▸ **STATED PROBLEM**
Write out word for word every line of the items, starting with the line that contains "Where can the folding" and ending with the last line of the items.

---------------

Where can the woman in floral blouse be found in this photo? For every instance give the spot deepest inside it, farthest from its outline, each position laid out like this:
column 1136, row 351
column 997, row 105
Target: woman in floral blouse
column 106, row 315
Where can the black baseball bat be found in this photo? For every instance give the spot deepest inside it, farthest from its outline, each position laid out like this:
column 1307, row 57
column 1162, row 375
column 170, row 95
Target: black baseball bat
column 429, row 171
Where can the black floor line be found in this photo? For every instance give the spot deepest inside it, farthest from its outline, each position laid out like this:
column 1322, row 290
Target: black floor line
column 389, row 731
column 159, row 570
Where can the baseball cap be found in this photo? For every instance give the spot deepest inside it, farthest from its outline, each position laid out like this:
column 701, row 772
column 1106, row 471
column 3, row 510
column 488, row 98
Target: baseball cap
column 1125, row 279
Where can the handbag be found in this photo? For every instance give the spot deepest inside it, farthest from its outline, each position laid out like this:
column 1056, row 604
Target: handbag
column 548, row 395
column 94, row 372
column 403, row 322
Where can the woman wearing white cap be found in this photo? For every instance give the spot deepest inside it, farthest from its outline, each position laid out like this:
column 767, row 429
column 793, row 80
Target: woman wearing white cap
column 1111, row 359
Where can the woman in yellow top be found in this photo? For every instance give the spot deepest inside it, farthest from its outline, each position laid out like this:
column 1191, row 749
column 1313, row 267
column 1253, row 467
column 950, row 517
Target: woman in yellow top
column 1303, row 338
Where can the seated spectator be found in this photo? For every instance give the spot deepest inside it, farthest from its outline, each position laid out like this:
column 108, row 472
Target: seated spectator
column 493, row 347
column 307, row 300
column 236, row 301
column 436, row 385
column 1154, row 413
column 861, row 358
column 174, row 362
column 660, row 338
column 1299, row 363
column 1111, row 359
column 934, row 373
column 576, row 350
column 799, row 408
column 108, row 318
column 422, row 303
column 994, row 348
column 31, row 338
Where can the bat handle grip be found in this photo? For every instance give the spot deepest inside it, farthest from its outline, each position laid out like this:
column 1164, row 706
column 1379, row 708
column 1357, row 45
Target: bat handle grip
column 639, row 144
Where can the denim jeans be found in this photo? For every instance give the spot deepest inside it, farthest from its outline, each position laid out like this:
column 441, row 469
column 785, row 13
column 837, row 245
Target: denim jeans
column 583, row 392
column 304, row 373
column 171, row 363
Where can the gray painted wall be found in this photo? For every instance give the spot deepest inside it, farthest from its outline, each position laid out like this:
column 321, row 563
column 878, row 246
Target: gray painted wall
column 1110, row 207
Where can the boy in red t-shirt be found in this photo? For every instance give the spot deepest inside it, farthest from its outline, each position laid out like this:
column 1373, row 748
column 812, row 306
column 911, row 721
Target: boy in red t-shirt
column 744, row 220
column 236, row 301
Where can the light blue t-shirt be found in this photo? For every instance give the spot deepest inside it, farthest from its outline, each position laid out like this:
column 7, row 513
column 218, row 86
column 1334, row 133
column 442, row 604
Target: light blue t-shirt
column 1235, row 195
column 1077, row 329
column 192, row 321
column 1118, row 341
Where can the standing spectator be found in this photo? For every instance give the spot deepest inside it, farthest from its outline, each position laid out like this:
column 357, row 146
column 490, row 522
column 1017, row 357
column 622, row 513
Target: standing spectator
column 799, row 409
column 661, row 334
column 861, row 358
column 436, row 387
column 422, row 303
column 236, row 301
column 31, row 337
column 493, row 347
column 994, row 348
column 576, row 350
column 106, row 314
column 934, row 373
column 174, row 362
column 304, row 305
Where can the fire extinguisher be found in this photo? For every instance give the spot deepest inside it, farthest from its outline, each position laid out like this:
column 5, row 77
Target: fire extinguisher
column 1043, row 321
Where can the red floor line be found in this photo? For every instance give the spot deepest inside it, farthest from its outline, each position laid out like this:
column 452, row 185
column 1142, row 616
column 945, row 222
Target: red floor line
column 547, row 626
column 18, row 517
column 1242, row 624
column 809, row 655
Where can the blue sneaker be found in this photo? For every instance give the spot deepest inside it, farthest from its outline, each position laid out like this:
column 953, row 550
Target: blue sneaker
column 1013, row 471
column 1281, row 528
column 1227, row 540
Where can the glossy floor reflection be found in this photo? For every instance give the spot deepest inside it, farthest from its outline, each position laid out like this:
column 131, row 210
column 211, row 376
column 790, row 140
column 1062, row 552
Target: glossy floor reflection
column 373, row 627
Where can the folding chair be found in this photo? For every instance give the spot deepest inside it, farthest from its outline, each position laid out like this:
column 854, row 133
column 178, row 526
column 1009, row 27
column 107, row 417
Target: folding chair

---------------

▸ **TASK RESULT**
Where can the folding chair be found in this photo? For every instance give the spot deepest inside it, farthest from its outline, each position laid out like this:
column 854, row 133
column 178, row 526
column 1009, row 27
column 107, row 417
Target: folding chair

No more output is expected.